** start of PROVIDED RECORDS **

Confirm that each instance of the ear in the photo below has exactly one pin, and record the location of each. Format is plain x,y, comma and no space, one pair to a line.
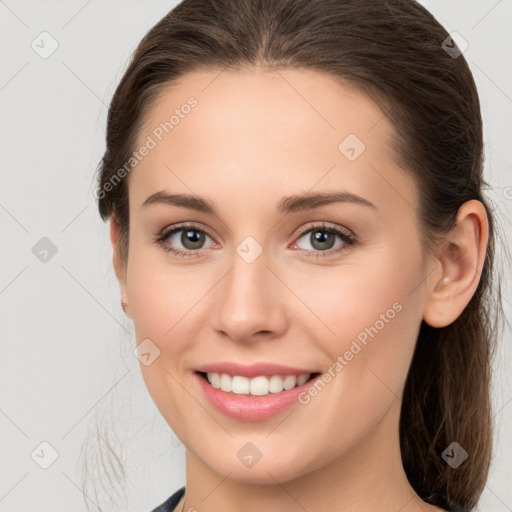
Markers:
461,258
119,268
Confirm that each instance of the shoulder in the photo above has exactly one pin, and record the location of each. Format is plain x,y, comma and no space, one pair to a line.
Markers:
169,504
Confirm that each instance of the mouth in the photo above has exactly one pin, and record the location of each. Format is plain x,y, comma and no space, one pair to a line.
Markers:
257,386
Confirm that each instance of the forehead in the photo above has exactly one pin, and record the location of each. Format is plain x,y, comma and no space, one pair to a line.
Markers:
268,131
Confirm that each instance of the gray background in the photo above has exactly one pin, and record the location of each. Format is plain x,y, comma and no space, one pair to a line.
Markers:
67,365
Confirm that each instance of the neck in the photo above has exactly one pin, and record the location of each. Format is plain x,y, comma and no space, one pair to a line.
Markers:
368,476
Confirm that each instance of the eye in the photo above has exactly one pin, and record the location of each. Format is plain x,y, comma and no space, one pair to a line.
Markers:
190,236
322,239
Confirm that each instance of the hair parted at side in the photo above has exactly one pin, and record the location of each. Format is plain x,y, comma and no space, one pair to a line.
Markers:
392,51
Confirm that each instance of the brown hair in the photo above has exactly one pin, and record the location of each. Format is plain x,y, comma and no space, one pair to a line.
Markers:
393,51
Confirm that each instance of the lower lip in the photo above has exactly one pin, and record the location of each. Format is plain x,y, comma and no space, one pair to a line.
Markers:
250,407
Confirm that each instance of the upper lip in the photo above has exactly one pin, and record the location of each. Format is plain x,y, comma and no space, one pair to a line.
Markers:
252,370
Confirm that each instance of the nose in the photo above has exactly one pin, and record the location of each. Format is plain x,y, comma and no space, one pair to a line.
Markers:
250,301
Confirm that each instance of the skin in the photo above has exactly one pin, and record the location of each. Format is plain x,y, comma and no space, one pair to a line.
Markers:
255,137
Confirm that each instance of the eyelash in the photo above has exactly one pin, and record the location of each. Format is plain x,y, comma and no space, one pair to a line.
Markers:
348,240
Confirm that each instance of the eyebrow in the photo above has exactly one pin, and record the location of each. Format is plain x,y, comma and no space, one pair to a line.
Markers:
296,203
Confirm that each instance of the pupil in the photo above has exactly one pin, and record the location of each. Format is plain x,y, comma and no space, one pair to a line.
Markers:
191,237
321,237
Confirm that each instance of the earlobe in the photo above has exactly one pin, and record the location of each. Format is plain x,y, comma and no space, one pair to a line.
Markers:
461,258
115,231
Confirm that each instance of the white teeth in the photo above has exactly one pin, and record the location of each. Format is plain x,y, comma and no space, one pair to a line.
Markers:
258,386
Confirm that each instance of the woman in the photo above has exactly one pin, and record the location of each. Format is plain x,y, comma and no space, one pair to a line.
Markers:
294,190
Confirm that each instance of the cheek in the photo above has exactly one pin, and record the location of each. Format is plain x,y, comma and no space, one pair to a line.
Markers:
370,315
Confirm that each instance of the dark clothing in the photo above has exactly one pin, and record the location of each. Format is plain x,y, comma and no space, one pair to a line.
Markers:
171,502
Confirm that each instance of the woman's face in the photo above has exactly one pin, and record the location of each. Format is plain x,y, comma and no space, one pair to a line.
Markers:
262,281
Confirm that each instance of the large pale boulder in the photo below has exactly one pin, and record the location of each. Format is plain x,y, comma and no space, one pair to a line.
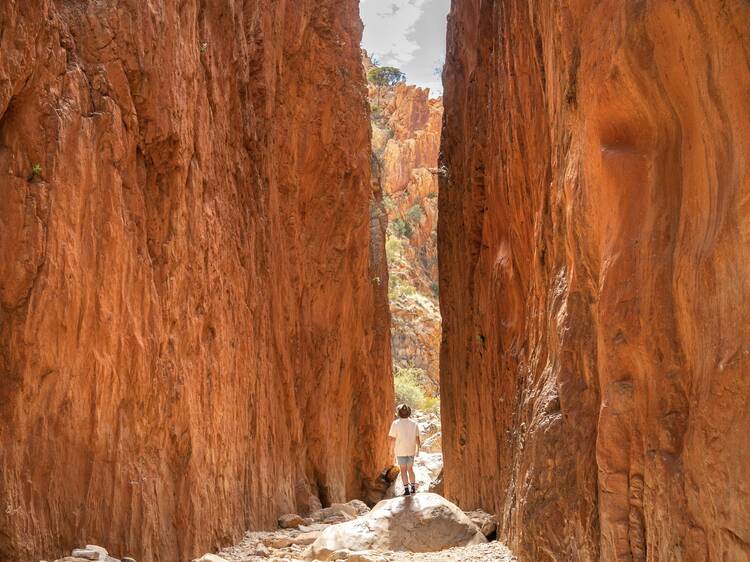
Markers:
420,523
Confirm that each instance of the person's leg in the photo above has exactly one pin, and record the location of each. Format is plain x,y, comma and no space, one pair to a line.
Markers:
404,476
412,478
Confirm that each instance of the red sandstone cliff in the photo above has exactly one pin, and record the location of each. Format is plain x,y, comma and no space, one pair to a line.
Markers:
594,236
191,341
405,143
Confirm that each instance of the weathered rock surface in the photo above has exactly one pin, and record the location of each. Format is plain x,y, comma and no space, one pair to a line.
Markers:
420,523
187,272
405,144
593,235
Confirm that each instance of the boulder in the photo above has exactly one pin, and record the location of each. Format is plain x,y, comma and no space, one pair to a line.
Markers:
290,520
339,512
436,486
210,558
486,522
307,538
277,541
420,523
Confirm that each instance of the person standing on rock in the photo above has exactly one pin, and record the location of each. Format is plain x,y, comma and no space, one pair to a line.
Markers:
405,443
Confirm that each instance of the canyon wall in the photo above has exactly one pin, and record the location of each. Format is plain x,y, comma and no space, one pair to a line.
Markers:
405,145
593,242
191,340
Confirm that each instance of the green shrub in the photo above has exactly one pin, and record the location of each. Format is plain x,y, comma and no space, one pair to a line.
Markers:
400,288
393,249
435,289
36,172
414,214
402,228
431,405
407,388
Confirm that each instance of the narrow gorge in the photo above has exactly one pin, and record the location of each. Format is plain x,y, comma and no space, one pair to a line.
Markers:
220,243
593,243
191,341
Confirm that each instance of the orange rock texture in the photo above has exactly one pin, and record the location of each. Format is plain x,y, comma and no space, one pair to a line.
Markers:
191,341
405,144
593,245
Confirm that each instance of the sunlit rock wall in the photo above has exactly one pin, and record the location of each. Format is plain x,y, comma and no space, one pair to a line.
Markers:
593,248
191,341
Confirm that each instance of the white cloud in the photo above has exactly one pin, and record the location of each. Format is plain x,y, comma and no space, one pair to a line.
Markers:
388,24
409,34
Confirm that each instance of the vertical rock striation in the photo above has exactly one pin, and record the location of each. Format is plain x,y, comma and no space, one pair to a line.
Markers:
593,240
405,144
190,338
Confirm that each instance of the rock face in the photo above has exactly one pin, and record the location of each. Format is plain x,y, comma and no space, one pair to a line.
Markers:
419,523
191,339
593,236
405,143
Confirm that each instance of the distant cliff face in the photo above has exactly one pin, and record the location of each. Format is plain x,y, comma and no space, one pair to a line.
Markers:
593,276
191,339
405,145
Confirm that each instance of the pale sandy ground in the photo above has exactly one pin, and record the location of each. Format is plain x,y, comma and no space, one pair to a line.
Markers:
259,546
490,552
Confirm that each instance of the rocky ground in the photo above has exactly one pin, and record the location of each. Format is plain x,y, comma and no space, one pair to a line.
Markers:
363,532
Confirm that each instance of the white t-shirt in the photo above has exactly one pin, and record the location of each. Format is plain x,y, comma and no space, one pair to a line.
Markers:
405,431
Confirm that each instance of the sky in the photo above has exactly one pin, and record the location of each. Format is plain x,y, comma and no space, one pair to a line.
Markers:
408,34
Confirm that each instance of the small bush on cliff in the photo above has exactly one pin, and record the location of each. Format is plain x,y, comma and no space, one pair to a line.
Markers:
402,228
394,249
407,388
431,405
414,214
398,288
385,77
36,172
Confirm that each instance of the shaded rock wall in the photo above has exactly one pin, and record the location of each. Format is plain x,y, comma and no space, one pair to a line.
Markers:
190,338
593,242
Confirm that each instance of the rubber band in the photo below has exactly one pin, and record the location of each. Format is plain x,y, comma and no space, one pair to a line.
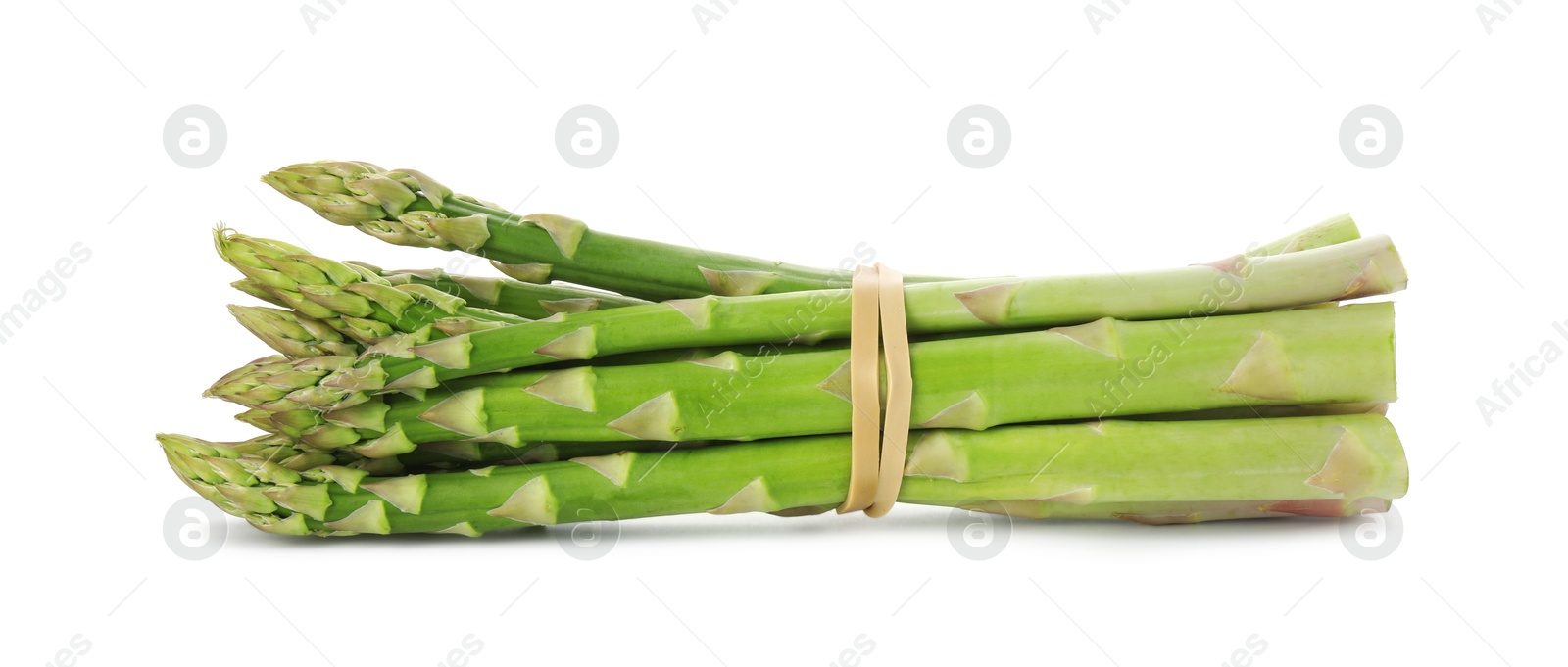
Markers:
864,390
901,390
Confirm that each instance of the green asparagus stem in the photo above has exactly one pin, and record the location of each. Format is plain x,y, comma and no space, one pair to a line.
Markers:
350,300
1141,471
1098,370
517,298
1236,285
410,209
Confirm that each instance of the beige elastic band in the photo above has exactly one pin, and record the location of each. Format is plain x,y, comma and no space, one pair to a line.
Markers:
864,392
877,298
901,390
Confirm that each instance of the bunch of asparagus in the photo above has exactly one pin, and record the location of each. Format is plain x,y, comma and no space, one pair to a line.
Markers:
609,378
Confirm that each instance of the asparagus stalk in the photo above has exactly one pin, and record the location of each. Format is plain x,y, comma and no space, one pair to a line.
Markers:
524,300
1241,284
353,301
1112,470
410,209
292,334
1098,370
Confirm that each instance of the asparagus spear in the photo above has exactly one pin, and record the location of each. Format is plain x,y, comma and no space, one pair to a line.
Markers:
524,300
294,334
1104,368
353,301
1110,470
1236,285
410,209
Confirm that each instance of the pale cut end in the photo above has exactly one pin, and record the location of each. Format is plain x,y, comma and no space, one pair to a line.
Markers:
1098,335
966,413
1329,507
572,347
463,450
1382,274
405,494
937,455
1159,518
370,415
388,445
566,232
483,287
462,413
990,304
1230,264
1082,495
533,504
752,499
538,274
571,387
447,353
698,310
1348,468
737,282
467,232
311,500
368,518
615,467
728,360
420,379
838,384
1264,371
569,306
462,530
656,418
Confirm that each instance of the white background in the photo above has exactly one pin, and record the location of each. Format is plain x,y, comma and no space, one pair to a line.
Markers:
1175,133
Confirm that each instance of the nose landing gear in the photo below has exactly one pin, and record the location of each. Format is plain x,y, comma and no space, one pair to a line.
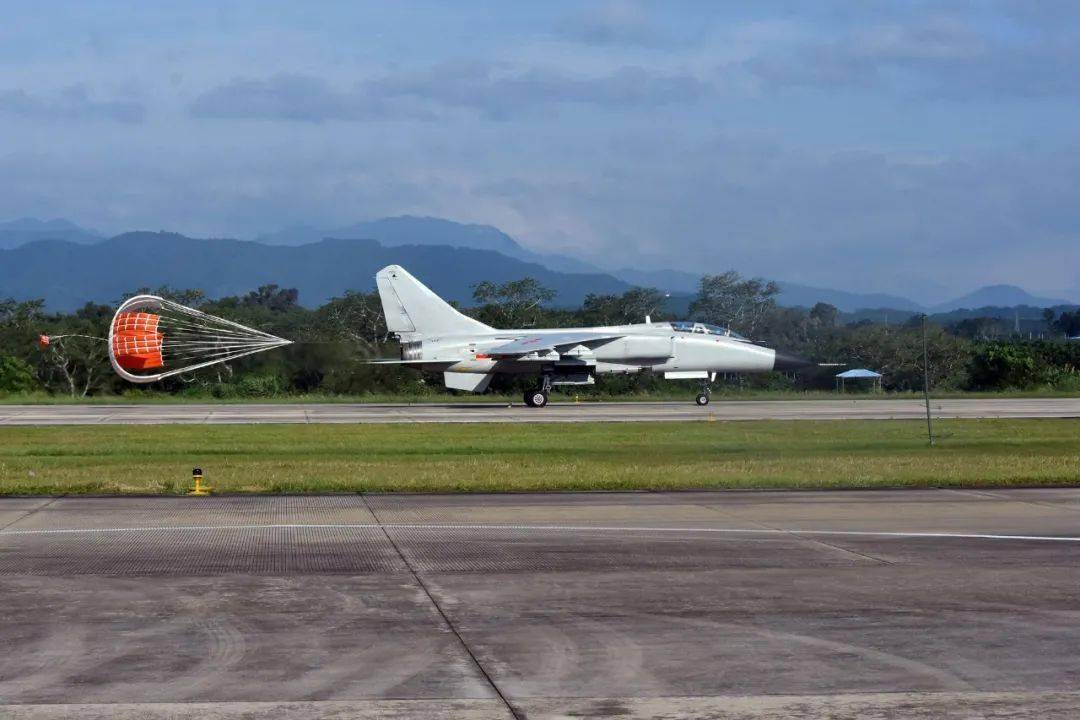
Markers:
539,396
706,392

** end of PROVIDED RECORDS **

▶ **GIVEN EXERCISE**:
Here the job is to quote the lines from the one with "Confirm that each instance of the asparagus stalk" through the end of the material, both included, exactly; please skip the pictures.

▶ **EXPECTED OUTPUT**:
Confirm that each instance of the asparagus stalk in the photo above has exactly one pin, and record the location of each. Format is plain x,y, comma and no space, one pair to a line.
Markers:
524,300
1241,284
353,301
1112,470
410,209
292,334
1098,370
Confirm that each instance of the asparagus spear in the photo above has exactly one pin, and record the location of each. Format is plain x,y, comma and no space, one pair to a line.
Markers:
524,300
294,334
1104,368
353,301
1110,470
1236,285
410,209
Confirm that each instance of the pale cut end in the photo above has exactly one pin, and record the location of each. Format is plain x,y, comma and no space, one pair to a line.
Markers:
1098,335
966,413
1329,507
572,347
463,450
1382,274
405,494
937,455
1159,518
370,415
388,445
566,232
483,287
462,413
990,304
1230,264
1082,495
533,504
752,499
538,274
571,387
447,353
698,310
1348,468
737,282
467,232
311,500
368,518
615,467
728,360
420,379
838,384
1264,371
569,306
462,530
656,418
Confirm that each instance of the white background in the photo above has exactly one pin, and record the location of each. Format is plain x,y, comma and no space, one pair to a line.
Markers:
1175,133
Confirm that each instance of the nose landing gear in the photo below has exactly one pin, and record the location of each. Format is plain x,y, comma and no space, one pair to a line.
Markers:
539,396
706,392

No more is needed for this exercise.